─── Input material
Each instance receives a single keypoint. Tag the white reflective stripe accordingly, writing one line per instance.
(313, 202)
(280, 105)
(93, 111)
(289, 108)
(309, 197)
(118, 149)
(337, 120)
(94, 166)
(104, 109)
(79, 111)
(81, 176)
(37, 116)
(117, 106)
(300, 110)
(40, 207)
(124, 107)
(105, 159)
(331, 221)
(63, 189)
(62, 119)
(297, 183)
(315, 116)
──────
**Work task**
Each entry needs to be copied out exactly as written.

**Task solution**
Each instance receives a single keypoint. Tag the white reflective stripe accordingly, writing one line per instance.
(313, 202)
(280, 105)
(93, 111)
(289, 108)
(309, 197)
(118, 149)
(337, 120)
(94, 166)
(104, 109)
(79, 111)
(81, 176)
(37, 116)
(117, 106)
(300, 110)
(40, 207)
(124, 107)
(105, 159)
(331, 221)
(63, 189)
(62, 119)
(297, 183)
(315, 116)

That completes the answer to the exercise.